#### REQUESTS:
A. In the article on Chinese conglomerates buying fashion brands, how is Fosun International described?
B. Translate this sentence from the article on Chinese conglomerates buying fashion brands into Spanish: "Attention, European independent fashion brands: Shandong Ruyi, the Chinese conglomerate, is open for acquisitions."
C. Resume the article on Chinese conglomerates buying fashion brands, picking up after its final sentence.

#### EXCERPTED TEXT:
▼

HONG KONG, China — Attention, European independent fashion brands: Shandong Ruyi, the Chinese conglomerate, is open for acquisitions.
That’s according to Qui Yafu, the textile giant’s chairman. Speaking at The New York Times International Luxury Conference last week in Hong Kong, Mr. Qiu encouraged the audience of luxury insiders to get in touch if they had any good opportunities.
It was the latest indication of a new stage in the consolidation of the industry, as two of China’s biggest conglomerates have been on a shopping spree for fashion brands that has drawn the kind of attention normally reserved for the three global luxury giants: LVMH Moët Hennessy Louis Vuitton, Kering and Richemont.
Spurred by demand from shoppers at home, Shandong Ruyi, China’s largest textile producer by revenue, and Fosun International, a steel-to-real-estate conglomerate, have picked up a dizzying array of brands that include Lanvin, the oldest surviving couture house in France, and St. John, the American classic knitwear label.

▲

#### ENTRIES SHOWN:

▼

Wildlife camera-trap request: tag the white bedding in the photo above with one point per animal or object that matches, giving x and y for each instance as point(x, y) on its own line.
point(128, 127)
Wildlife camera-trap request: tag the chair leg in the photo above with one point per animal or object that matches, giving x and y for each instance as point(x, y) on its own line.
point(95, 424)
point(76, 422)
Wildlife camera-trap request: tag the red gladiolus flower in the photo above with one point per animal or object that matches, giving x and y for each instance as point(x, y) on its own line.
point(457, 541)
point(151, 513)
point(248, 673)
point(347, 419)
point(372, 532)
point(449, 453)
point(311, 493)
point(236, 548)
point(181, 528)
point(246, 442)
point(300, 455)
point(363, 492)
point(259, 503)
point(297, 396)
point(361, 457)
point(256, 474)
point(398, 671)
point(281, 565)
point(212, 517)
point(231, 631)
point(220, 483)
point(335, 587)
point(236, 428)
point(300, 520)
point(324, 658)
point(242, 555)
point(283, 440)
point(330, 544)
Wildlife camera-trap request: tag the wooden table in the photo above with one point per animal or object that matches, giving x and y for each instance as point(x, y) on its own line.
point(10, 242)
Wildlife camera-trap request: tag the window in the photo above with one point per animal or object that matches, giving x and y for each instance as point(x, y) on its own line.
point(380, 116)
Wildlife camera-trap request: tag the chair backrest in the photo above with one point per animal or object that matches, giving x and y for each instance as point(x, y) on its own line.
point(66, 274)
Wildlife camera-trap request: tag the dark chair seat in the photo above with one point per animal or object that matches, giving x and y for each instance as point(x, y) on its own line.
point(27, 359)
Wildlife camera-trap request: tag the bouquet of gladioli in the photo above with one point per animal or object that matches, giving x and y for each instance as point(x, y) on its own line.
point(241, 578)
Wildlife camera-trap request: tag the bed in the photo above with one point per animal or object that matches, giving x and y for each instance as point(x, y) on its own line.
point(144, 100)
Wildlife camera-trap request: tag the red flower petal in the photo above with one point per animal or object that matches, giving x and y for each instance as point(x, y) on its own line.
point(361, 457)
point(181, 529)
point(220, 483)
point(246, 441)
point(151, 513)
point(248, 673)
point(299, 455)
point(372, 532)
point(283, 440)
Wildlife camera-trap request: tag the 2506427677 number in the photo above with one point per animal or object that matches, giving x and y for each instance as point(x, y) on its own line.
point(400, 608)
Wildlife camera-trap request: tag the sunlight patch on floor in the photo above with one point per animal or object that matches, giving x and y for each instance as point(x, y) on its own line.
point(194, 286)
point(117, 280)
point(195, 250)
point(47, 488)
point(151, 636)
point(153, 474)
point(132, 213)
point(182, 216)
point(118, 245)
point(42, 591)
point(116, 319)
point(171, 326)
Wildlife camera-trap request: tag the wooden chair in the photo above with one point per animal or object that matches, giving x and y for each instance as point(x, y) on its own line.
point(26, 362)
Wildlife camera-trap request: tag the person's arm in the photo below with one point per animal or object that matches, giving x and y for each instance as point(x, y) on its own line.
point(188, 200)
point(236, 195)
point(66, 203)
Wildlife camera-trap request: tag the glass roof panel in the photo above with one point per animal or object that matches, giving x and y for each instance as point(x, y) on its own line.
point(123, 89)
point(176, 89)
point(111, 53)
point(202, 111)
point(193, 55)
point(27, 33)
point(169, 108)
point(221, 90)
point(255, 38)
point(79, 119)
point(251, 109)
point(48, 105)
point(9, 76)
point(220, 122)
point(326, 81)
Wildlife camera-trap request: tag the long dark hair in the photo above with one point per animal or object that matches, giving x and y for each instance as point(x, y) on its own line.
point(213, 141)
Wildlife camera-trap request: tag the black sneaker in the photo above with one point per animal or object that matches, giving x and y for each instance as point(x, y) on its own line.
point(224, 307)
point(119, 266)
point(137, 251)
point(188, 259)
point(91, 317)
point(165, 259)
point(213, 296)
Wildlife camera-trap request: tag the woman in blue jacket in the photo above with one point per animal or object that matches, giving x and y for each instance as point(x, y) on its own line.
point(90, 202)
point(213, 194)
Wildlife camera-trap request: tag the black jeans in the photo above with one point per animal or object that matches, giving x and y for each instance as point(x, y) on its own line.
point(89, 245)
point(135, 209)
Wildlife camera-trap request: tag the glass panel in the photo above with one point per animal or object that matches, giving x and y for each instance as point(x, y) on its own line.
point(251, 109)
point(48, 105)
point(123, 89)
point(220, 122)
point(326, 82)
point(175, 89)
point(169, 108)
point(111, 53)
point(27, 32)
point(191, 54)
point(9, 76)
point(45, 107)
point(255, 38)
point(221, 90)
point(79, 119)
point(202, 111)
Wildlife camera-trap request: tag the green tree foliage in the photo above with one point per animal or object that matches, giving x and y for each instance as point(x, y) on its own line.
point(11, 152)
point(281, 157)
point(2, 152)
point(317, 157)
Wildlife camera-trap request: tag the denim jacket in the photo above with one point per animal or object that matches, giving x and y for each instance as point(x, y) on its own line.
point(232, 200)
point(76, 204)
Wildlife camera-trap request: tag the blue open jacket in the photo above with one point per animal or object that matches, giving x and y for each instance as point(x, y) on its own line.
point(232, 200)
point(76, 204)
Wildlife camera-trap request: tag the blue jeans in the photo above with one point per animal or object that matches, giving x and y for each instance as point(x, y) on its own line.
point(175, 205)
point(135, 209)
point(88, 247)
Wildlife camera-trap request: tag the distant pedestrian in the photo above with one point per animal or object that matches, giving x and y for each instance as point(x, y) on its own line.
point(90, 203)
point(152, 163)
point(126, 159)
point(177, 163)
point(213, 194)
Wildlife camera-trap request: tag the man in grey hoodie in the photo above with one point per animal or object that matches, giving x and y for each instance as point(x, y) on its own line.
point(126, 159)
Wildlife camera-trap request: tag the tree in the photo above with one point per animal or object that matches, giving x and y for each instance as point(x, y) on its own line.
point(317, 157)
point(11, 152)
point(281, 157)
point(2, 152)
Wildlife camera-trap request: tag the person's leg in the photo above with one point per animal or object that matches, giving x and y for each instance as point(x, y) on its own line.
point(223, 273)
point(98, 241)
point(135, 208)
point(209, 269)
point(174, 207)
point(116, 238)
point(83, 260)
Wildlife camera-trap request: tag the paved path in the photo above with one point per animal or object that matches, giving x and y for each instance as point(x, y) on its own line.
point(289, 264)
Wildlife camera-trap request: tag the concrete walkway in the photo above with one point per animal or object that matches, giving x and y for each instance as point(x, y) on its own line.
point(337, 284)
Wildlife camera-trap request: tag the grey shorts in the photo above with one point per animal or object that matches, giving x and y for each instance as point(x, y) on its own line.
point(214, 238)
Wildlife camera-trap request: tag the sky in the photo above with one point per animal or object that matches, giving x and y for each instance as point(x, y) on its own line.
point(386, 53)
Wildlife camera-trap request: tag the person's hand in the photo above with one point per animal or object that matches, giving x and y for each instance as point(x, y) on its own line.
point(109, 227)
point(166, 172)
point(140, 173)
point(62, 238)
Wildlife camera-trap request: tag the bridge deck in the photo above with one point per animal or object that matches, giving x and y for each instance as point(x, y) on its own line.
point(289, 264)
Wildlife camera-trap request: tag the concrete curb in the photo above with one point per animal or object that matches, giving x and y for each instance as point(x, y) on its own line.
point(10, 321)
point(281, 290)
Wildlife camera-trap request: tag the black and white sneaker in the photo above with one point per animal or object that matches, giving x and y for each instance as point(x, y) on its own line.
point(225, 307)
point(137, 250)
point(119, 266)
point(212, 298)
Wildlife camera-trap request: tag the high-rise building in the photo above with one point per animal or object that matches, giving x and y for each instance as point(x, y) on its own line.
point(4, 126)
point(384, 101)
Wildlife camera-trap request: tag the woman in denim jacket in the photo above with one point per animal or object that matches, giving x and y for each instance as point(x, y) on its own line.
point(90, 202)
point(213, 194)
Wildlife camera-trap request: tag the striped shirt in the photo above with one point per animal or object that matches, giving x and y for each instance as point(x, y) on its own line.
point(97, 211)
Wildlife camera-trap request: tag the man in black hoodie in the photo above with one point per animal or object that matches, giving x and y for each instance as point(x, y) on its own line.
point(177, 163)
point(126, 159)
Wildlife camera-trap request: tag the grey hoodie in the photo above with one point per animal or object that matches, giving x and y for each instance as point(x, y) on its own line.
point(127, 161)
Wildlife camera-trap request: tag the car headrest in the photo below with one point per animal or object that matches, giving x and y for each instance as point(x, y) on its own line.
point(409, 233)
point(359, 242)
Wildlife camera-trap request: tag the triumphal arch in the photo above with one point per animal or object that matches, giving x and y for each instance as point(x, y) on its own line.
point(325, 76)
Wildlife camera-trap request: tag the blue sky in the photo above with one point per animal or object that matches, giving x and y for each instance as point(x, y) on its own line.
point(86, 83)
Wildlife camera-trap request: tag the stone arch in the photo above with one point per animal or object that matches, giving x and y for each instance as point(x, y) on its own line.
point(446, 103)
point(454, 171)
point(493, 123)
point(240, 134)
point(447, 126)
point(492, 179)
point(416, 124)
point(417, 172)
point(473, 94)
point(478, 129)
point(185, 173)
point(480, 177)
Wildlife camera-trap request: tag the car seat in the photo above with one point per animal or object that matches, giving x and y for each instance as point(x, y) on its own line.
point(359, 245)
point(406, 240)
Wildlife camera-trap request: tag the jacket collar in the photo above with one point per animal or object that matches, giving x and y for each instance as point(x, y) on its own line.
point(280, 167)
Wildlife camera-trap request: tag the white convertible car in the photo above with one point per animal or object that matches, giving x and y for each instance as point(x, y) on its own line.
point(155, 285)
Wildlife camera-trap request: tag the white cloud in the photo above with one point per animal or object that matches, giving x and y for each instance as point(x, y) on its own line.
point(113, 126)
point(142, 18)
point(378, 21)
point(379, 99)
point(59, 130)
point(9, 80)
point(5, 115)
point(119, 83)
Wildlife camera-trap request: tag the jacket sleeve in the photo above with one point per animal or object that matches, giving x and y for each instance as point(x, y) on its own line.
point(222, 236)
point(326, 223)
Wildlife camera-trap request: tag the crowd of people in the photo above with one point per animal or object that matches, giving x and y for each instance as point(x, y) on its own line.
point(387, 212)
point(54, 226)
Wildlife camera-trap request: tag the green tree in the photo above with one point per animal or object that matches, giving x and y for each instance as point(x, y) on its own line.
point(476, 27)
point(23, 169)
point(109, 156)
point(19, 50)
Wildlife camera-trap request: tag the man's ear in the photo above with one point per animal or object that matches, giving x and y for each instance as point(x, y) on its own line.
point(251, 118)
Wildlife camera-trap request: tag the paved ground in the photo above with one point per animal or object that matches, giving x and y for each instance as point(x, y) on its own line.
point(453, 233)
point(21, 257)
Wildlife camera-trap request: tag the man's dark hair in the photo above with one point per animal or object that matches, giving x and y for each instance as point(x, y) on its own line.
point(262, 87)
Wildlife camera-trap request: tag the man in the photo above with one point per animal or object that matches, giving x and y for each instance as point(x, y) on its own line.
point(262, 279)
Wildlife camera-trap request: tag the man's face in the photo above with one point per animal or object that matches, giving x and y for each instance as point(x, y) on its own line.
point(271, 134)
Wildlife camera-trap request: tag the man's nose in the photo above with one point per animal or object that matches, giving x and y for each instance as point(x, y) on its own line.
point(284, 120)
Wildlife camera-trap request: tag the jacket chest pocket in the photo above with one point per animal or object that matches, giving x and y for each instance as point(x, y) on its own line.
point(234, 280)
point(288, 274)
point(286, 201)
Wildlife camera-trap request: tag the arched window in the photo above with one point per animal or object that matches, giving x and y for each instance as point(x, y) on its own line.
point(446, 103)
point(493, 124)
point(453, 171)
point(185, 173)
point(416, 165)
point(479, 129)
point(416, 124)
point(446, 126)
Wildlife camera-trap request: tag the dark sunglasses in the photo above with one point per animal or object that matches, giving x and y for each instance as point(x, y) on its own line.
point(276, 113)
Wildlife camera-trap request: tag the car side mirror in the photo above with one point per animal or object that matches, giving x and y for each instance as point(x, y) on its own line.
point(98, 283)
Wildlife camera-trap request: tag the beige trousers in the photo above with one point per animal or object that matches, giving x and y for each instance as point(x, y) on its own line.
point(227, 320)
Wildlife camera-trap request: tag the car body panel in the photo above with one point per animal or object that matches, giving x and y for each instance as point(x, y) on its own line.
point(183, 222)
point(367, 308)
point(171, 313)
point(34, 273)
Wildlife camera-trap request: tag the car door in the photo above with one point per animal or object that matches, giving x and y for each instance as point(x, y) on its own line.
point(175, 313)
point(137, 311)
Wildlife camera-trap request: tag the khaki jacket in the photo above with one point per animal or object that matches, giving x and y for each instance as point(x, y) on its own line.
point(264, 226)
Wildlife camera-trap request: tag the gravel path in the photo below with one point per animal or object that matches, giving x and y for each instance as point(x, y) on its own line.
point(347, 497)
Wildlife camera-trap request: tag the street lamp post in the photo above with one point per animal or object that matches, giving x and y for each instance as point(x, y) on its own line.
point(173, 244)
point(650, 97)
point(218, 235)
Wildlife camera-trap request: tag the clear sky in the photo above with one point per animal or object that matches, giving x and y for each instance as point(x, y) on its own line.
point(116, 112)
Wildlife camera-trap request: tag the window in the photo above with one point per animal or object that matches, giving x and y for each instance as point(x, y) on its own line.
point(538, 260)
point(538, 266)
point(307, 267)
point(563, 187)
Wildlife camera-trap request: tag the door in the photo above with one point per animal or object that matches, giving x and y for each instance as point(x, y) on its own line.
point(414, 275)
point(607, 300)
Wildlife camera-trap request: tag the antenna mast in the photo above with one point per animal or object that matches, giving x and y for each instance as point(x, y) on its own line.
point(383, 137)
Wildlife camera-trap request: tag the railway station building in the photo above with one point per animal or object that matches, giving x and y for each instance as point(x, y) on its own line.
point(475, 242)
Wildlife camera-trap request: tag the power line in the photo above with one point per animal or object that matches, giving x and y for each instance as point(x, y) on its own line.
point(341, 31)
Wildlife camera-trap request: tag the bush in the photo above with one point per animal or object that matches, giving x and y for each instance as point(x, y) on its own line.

▲

#### FINAL RESULTS:
A. It is described as a steel-to-real-estate conglomerate.

B. Atención, marcas de moda independientes europeas: Shandong Ruyi, el conglomerado chino, está abierto a adquisiciones.

C.
The companies say they have expertise, and knowledge of the industry’s fastest-growing segment: Chinese buyers, who now account for a third of all consumption of luxury goods globally.
But as Chinese companies vie for a coveted place at the top of the luxury sector, they face headwinds — both at home and overseas.
These companies think they can help luxury groups understand the Chinese consumer. Whether this is true, the jury is out.
Years of stagnating growth across the fashion industry has left many of the newly acquired brands in need of new ideas, money and time to pull off business turnarounds. And while Shandong Ruyi and Fosun have signalled ambitions to become the LVMH or Richemont of China, they have yet, with the exception of Lanvin, to acquire a truly high-profile house, a name like Gucci or Chanel.
At home in China, a government campaign to rein in companies that have been spending big overseas has led to arrests and takeovers and left businesses on edge. A slowing Chinese economy is also starting to weigh and a weakening currency is beginning to dampen consumption of overseas brands.
But, so far, Fosun and Shandong Ruyi have been untouched and appear undeterred.
In February, when Shandong Ruyi bought a controlling stake in the Swiss fashion brand Bally, Mr. Qiu, hailed the acquisition as a “milestone” toward becoming a “global leader in the fashion apparel sector.”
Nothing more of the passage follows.